------ INPUT FOR THIS TASK

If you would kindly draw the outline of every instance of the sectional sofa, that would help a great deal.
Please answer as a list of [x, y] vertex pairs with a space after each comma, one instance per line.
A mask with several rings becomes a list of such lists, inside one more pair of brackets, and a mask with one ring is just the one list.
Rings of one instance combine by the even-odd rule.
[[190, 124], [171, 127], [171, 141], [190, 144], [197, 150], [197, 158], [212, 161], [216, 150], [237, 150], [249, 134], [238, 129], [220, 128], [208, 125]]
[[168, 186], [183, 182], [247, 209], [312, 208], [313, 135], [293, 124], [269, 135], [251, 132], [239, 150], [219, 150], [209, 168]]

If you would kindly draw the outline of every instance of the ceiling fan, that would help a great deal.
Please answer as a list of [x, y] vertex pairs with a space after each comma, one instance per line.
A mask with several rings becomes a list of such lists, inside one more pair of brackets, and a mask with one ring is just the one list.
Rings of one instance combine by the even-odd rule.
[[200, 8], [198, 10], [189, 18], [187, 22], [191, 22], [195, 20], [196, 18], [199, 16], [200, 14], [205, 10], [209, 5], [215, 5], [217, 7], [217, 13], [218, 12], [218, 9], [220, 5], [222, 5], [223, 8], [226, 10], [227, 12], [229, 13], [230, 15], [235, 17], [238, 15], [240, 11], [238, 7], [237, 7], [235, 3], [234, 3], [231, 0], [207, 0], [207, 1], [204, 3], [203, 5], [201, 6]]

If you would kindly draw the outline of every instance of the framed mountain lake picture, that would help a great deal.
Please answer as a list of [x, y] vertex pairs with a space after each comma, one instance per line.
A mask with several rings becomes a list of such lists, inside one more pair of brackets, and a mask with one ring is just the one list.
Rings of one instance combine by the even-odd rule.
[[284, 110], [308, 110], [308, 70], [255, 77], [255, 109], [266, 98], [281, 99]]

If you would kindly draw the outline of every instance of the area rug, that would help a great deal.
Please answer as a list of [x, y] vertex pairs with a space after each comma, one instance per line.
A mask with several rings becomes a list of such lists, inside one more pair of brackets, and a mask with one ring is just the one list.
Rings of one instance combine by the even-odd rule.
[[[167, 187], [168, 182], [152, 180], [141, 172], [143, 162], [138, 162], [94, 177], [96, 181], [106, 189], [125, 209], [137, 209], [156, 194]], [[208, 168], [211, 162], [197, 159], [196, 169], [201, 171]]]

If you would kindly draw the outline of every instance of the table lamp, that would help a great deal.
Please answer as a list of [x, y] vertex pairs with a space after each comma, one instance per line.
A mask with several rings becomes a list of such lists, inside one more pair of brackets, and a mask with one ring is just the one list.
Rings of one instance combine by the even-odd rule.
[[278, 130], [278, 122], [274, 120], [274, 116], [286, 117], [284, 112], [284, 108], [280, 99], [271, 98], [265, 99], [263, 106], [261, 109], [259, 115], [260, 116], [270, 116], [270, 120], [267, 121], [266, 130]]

------------
------ INPUT FOR THIS TASK

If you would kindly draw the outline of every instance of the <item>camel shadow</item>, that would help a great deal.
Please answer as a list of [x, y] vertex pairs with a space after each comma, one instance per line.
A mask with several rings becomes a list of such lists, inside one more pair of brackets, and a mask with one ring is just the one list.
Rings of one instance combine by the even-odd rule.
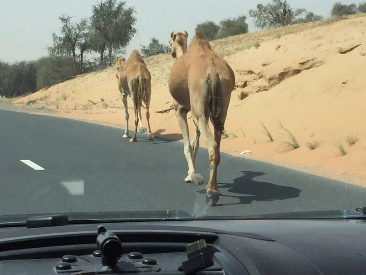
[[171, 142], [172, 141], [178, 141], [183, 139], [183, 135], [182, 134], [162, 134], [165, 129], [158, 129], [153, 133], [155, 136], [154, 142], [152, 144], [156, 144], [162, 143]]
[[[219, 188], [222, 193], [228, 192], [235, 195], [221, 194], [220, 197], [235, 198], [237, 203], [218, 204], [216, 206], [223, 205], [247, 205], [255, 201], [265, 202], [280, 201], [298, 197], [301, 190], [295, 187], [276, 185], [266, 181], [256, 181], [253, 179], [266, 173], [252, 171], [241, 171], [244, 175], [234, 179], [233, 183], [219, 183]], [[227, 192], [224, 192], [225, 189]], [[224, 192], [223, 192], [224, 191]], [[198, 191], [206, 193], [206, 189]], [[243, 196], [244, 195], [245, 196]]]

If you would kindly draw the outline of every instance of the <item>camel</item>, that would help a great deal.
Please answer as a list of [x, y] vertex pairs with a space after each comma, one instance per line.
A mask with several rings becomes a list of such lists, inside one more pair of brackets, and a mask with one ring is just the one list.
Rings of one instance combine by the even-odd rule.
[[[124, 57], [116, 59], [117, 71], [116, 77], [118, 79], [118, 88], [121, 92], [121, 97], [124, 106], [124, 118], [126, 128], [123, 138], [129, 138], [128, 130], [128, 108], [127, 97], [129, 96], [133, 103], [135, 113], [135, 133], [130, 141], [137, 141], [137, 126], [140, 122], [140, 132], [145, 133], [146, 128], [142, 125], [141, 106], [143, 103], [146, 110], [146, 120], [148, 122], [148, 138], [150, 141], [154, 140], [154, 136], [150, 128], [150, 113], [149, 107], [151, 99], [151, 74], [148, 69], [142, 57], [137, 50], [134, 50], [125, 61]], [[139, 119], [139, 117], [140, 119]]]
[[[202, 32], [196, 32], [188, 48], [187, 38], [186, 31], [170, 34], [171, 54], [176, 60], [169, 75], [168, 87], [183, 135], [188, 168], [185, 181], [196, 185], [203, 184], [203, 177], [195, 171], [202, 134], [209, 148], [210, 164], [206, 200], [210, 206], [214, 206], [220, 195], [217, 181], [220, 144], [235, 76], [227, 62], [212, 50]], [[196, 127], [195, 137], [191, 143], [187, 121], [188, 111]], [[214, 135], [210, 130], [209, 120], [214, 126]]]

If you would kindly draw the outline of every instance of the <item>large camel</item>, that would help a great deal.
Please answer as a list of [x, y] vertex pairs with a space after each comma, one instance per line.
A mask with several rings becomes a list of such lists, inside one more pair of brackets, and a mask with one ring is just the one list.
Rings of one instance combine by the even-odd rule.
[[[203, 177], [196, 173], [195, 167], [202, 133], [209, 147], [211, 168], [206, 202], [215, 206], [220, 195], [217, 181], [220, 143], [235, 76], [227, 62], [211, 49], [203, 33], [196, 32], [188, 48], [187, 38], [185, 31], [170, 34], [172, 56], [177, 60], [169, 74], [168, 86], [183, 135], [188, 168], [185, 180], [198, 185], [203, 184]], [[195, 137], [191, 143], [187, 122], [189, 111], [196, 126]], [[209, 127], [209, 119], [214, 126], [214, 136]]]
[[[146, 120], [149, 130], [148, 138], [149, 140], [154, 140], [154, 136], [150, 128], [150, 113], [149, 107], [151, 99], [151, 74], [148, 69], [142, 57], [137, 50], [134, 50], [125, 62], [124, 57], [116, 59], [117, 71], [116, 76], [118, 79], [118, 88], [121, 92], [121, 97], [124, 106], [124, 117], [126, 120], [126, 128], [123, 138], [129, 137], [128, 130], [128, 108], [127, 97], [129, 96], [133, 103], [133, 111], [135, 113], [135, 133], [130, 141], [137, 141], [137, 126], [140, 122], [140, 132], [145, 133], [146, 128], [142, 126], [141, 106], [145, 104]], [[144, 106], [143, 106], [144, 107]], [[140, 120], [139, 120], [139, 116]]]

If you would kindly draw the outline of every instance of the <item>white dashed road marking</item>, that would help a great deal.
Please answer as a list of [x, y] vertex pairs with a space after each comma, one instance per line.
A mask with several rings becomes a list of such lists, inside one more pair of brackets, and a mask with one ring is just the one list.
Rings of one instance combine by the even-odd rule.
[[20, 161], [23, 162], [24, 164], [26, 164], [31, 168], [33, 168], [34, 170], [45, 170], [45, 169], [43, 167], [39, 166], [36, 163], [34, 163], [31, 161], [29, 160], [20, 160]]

------------
------ INPUT FOR THIS TASK

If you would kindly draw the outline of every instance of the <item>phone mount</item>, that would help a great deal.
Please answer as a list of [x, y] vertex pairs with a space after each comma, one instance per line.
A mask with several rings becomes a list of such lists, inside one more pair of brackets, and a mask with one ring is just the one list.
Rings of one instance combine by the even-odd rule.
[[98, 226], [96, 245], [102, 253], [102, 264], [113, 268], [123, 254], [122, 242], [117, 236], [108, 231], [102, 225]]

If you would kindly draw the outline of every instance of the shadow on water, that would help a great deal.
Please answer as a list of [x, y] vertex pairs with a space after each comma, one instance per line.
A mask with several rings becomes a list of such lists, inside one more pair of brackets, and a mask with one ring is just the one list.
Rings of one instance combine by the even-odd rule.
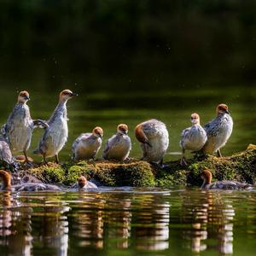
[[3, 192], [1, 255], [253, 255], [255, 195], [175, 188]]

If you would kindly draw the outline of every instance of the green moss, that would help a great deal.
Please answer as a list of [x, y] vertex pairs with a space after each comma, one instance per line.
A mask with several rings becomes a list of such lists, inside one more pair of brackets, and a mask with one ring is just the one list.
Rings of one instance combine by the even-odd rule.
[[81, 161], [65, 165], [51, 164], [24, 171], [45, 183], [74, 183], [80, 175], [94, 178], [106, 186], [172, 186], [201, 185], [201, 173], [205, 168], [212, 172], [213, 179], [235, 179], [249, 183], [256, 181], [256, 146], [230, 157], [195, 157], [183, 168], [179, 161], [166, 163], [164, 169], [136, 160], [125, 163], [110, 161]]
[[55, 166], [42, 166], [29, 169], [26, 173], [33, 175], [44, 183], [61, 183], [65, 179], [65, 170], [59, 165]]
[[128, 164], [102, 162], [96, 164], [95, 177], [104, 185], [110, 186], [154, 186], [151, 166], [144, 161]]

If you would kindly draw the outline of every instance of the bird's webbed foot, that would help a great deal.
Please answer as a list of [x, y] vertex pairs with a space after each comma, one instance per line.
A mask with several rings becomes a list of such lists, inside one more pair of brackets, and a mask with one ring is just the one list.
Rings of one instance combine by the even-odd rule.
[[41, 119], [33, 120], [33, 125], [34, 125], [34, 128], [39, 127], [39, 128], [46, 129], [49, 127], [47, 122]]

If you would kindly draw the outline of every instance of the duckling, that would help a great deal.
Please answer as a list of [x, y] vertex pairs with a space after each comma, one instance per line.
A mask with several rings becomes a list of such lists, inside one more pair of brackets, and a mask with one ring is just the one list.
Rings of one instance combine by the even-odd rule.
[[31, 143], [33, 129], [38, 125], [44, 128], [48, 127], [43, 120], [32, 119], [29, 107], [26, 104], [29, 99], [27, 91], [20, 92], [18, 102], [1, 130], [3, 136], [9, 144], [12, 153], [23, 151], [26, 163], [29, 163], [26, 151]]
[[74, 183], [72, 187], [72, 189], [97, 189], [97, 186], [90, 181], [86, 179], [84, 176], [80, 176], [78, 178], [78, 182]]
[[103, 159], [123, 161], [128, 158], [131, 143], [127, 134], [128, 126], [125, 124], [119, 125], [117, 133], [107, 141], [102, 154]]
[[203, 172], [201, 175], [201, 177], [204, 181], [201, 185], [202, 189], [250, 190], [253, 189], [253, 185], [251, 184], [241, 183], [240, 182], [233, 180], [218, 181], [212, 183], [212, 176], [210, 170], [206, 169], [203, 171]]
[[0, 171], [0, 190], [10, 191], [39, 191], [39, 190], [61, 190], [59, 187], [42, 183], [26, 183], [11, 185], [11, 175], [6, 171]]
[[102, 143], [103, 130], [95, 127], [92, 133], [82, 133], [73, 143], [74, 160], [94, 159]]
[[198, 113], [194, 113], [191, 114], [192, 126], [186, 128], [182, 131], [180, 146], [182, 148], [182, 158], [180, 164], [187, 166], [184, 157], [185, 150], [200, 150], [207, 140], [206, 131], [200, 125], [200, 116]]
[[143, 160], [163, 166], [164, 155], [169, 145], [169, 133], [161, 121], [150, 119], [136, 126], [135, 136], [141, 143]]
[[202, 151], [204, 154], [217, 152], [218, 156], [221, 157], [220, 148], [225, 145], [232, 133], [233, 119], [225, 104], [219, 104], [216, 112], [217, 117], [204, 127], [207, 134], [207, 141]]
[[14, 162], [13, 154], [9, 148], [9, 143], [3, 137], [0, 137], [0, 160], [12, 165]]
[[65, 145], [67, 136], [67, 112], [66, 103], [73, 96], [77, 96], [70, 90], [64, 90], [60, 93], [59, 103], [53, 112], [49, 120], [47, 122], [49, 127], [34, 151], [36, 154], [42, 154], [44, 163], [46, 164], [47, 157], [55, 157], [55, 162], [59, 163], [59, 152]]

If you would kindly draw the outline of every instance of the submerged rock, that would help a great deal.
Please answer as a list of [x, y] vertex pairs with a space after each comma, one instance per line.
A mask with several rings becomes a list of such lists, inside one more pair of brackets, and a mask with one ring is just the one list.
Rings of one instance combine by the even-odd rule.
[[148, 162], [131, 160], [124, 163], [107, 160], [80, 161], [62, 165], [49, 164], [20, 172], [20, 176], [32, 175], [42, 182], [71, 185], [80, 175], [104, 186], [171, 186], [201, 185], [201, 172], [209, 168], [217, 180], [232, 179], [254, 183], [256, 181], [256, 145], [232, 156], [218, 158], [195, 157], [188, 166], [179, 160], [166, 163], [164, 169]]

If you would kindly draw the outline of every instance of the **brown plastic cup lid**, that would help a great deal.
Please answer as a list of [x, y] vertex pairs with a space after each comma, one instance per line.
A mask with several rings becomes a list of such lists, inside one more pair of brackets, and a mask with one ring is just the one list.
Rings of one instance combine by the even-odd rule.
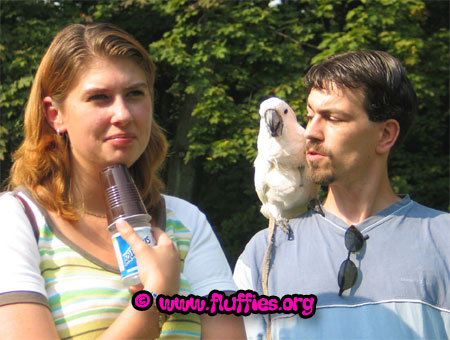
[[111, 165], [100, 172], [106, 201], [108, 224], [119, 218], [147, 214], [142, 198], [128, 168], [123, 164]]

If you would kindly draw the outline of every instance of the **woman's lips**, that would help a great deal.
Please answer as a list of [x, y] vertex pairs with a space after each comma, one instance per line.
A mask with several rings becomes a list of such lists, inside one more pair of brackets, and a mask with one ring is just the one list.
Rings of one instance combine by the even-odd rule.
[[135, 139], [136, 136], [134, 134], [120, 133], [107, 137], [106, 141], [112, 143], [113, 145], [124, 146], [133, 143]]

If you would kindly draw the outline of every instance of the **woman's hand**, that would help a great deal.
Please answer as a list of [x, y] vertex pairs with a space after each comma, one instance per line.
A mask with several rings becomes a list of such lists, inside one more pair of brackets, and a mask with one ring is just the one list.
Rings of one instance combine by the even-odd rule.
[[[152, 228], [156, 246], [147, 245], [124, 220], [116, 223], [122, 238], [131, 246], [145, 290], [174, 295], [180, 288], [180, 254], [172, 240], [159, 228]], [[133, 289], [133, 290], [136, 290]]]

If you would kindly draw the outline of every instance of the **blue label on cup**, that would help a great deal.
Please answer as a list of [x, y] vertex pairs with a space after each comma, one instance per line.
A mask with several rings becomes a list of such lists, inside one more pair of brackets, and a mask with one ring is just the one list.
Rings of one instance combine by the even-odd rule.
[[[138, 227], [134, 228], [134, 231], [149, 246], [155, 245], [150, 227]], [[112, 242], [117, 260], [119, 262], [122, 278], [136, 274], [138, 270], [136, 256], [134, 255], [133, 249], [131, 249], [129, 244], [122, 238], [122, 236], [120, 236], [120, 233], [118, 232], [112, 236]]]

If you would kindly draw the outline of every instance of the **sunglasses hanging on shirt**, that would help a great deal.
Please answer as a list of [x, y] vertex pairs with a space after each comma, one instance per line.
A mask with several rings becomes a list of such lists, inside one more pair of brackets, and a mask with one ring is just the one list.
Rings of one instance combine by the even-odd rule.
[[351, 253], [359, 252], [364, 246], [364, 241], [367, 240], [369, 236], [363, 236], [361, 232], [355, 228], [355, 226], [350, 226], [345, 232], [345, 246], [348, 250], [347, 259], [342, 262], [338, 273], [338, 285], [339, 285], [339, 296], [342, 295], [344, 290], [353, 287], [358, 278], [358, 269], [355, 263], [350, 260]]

------------

[WRITTEN PROBLEM]: Copy every line of the data from the line containing "lid**, that would help a great deal." down through the line containing "146], [133, 143]]", shifting each answer coordinate up by 83 and keeping all other lines unchanged. Leave the pictures out.

[EXPECTED ANSWER]:
If you would kindly draw the outline of every instance of the **brown plastic cup lid**, that would help a great deal.
Please answer as a list of [x, y] vertex pairs with a space after each comma, one instance per line.
A mask with several rings becomes a list of such lists, inside one more pair of brackets, and a mask with one ring is just the one list.
Rings of one instance combine by the even-odd rule.
[[194, 248], [183, 255], [189, 284], [191, 307], [202, 301], [230, 297], [225, 281], [211, 251], [206, 247]]

If you would kindly draw the outline of every instance of the **woman's lips**, that would help a great deal.
Please answer as a list of [x, y] vertex pairs with a space after each comma, one instance per line.
A mask with several rings becomes a list of such lists, inside one more pair of brackets, and a mask with one ring is just the one list.
Rings of one instance combine by the even-odd rule.
[[218, 222], [219, 219], [217, 217], [203, 216], [190, 220], [189, 224], [195, 226], [196, 228], [207, 229], [216, 226]]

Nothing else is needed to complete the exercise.